* What you should do: Leave the pictures out and transcribe every record exactly.
________________
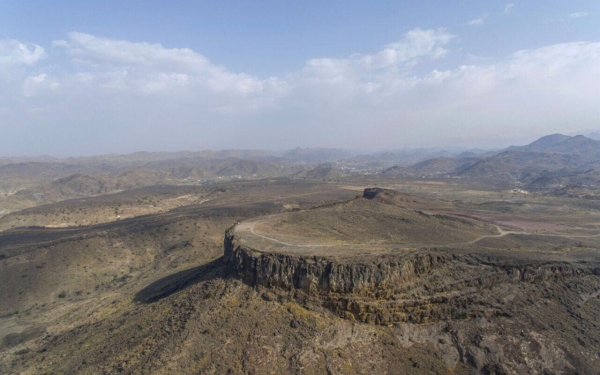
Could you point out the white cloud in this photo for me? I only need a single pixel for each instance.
(152, 69)
(16, 56)
(135, 96)
(578, 15)
(34, 84)
(478, 21)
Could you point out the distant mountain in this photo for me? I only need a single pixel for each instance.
(551, 162)
(316, 155)
(542, 143)
(325, 172)
(443, 165)
(595, 136)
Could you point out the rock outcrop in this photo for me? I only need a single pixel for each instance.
(421, 286)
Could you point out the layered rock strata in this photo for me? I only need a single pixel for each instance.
(420, 286)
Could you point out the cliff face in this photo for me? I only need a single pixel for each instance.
(421, 286)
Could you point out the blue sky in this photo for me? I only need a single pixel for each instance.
(81, 78)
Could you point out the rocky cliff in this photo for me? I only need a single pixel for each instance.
(420, 286)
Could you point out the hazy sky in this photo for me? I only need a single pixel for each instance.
(82, 78)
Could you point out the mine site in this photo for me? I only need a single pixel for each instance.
(255, 188)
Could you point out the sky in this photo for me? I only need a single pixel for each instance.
(96, 77)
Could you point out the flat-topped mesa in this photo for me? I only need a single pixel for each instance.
(379, 281)
(324, 275)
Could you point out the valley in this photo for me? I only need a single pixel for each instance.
(319, 272)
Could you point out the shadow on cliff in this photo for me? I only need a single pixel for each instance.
(178, 281)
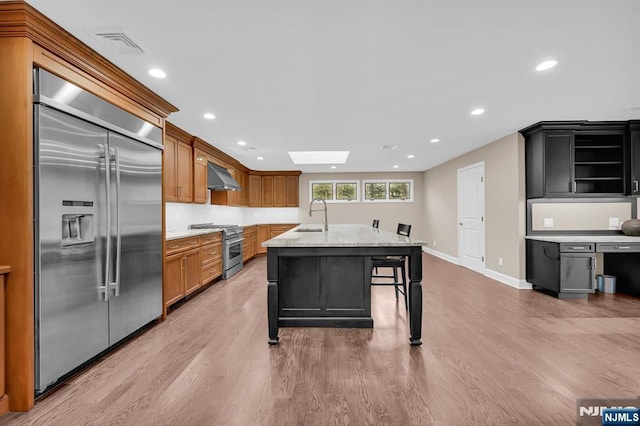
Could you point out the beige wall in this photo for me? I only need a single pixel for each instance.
(504, 204)
(389, 214)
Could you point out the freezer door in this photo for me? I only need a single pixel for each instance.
(136, 289)
(71, 313)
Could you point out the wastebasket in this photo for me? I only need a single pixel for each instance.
(609, 283)
(599, 283)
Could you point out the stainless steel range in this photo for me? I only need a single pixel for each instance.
(232, 240)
________________
* Exercise output:
Could you point out the white cloud in this photo for me? I only need a single pixel for each instance.
(152, 69)
(16, 56)
(135, 96)
(578, 15)
(34, 84)
(478, 21)
Could you point out the distant mountain in this photo for me? I only need a single pixel for each instance.
(551, 162)
(316, 155)
(542, 143)
(325, 172)
(443, 165)
(595, 136)
Could you point out the rock outcrop in this photo for me? I only need a single pixel for each instance.
(421, 286)
Could you point out the layered rock strata in this photo for me? I only need a single pixel for each instance.
(420, 286)
Could you point out the cliff face in this photo for me? I only need a single pixel for each instance.
(421, 286)
Could you point out the blue sky in this photo for me? I only need a single pixel for each instance.
(81, 78)
Could you point out the rocky cliff in this photo for me? I only need a single pixel for each instance.
(420, 286)
Could you point out the hazy sky in this photo for me? I only need a single pixel for each instance.
(82, 78)
Could you point out the mine site in this photo for me? I only need a single pixel for each instance.
(255, 188)
Could you point out the sky in this photo for me? I only need a single pixel for each instance.
(96, 77)
Could you point out the flat-topped mesa in this photo for me? I only need a single pixel for each instance.
(379, 281)
(324, 275)
Could you point out the valley in this photo for me? I only need a single pixel for each instance.
(319, 272)
Could you point out the shadow on cliff in this photo for me? I only need a single pixel for each instance.
(178, 281)
Could you point out the beige wall in this photo for me? I only need a single pixel for each instance.
(504, 204)
(389, 214)
Could you point out the freezer door in this photo for me? I only need a single pixel for each instance.
(136, 289)
(71, 313)
Could you point out the wastebasket in this photo for me? I only need a single pixel for each instance.
(609, 283)
(599, 283)
Could you point out the stainless steel range in this photo for me? I only need a single pixel for each instance.
(232, 240)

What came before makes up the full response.